Work to be completed ::
Which lines below contain "ceiling"? Pull them out.

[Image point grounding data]

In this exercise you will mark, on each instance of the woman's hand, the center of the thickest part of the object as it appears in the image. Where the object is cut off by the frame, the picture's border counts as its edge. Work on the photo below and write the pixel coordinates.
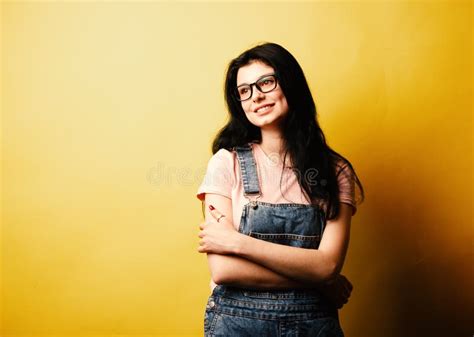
(337, 290)
(219, 235)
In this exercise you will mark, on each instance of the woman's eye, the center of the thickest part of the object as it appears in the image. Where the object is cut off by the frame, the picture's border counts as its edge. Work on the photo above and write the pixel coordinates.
(266, 82)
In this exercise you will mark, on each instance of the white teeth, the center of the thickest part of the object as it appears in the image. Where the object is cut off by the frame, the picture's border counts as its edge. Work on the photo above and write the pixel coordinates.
(264, 108)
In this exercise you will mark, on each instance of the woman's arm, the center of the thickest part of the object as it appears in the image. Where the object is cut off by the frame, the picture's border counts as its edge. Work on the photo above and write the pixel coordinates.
(237, 271)
(305, 265)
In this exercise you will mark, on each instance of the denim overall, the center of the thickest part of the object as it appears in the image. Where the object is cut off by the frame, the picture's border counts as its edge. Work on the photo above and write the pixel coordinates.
(236, 312)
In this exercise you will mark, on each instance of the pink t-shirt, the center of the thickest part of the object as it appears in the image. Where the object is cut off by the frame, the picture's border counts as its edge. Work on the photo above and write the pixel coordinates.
(223, 177)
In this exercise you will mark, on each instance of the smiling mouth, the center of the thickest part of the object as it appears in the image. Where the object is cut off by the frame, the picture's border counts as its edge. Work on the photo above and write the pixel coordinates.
(264, 108)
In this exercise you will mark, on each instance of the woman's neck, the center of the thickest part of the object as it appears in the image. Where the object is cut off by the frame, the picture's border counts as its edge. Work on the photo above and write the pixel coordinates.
(272, 141)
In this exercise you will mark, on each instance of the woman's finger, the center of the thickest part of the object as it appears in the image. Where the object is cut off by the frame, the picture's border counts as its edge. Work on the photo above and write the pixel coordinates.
(216, 214)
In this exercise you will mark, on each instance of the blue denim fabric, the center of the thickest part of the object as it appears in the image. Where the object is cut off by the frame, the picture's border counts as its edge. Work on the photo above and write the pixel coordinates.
(236, 312)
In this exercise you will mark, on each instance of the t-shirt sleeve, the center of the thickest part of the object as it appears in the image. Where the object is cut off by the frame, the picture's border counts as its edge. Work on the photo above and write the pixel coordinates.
(346, 181)
(219, 178)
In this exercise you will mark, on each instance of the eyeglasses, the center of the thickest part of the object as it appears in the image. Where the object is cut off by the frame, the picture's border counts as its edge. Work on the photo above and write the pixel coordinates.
(264, 84)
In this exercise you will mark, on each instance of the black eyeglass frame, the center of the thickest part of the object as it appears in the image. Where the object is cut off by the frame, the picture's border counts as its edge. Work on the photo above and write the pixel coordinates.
(257, 86)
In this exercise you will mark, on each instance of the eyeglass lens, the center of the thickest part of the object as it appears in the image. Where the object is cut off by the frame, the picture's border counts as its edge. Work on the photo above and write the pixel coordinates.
(265, 84)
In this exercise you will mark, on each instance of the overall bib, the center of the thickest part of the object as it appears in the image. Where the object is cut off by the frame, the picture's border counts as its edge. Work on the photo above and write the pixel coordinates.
(236, 312)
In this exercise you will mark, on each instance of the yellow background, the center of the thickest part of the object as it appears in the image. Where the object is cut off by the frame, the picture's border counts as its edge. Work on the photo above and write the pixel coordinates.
(108, 113)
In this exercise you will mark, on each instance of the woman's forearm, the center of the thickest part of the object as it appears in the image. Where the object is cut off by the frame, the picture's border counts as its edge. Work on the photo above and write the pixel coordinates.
(239, 272)
(304, 265)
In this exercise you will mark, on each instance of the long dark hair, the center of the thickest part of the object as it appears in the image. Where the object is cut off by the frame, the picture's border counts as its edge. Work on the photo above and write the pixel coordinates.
(304, 140)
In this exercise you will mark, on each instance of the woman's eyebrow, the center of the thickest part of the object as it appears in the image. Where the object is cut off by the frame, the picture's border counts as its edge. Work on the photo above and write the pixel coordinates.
(256, 79)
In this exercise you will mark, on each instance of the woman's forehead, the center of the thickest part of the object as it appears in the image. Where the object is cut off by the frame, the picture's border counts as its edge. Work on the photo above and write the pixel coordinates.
(252, 71)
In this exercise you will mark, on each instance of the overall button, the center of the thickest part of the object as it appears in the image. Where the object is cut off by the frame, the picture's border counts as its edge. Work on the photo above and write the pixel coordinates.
(211, 304)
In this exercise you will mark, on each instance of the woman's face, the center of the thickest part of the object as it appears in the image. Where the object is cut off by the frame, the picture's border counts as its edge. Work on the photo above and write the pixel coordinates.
(265, 110)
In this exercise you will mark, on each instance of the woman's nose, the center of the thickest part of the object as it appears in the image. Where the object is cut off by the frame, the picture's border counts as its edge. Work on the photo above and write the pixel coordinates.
(257, 94)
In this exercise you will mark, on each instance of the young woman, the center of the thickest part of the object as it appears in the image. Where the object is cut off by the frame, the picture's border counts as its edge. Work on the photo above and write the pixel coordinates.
(278, 206)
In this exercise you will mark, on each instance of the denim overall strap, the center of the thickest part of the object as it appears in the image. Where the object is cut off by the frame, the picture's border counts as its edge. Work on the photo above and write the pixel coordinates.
(248, 168)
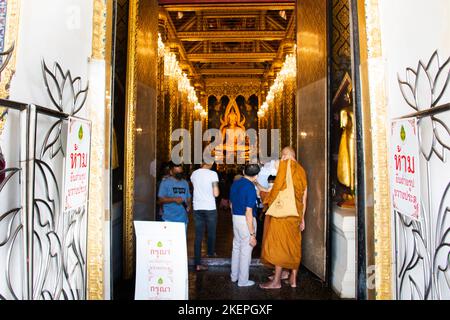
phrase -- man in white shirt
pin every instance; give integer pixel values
(206, 189)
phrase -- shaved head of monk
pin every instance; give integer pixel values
(288, 153)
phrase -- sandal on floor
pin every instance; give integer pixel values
(262, 286)
(282, 278)
(287, 282)
(201, 267)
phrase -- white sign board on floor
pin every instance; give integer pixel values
(162, 262)
(405, 167)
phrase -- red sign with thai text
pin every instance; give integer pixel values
(405, 167)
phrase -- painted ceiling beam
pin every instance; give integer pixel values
(231, 36)
(230, 71)
(234, 57)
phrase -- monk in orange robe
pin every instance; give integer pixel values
(281, 246)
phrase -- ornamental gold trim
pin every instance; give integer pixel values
(130, 138)
(11, 40)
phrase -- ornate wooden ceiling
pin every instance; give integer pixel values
(244, 41)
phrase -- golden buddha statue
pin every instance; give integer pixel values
(346, 155)
(232, 129)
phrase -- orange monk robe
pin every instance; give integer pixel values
(282, 238)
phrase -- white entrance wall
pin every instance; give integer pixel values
(57, 31)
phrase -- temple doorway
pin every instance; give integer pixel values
(284, 69)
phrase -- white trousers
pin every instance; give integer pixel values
(241, 256)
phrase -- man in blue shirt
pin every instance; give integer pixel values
(174, 196)
(243, 206)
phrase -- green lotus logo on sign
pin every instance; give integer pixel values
(403, 134)
(80, 133)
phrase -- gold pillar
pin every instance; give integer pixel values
(161, 111)
(172, 112)
(141, 104)
(11, 34)
(375, 116)
(100, 150)
(289, 114)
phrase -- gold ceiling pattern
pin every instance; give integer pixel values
(235, 41)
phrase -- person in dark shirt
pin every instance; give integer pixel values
(174, 196)
(243, 206)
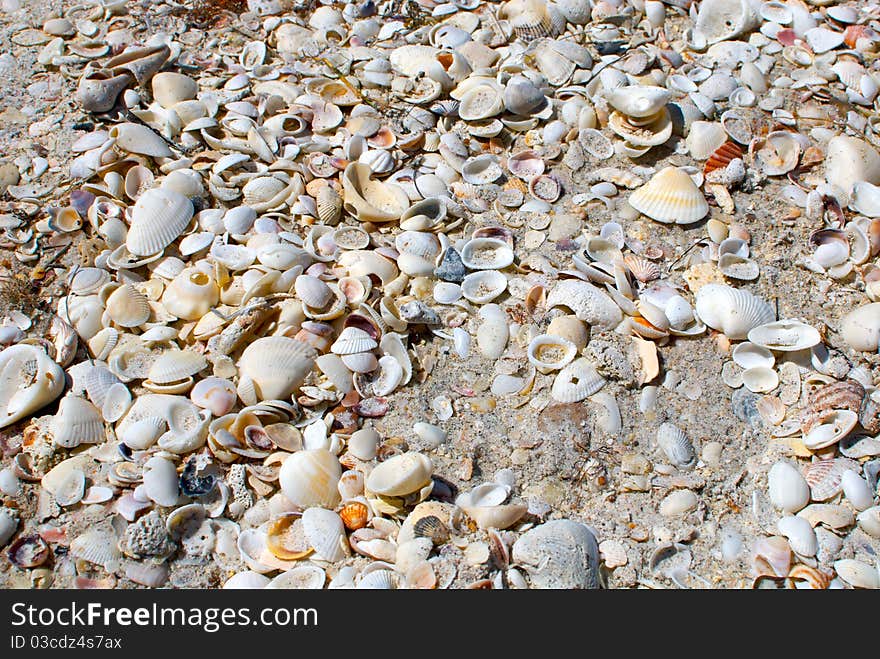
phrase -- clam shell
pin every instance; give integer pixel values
(670, 196)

Solution to the problem ::
phrase -- painted ceiling beam
phrase -- ornate wooden ceiling
phrase -- gold ceiling pattern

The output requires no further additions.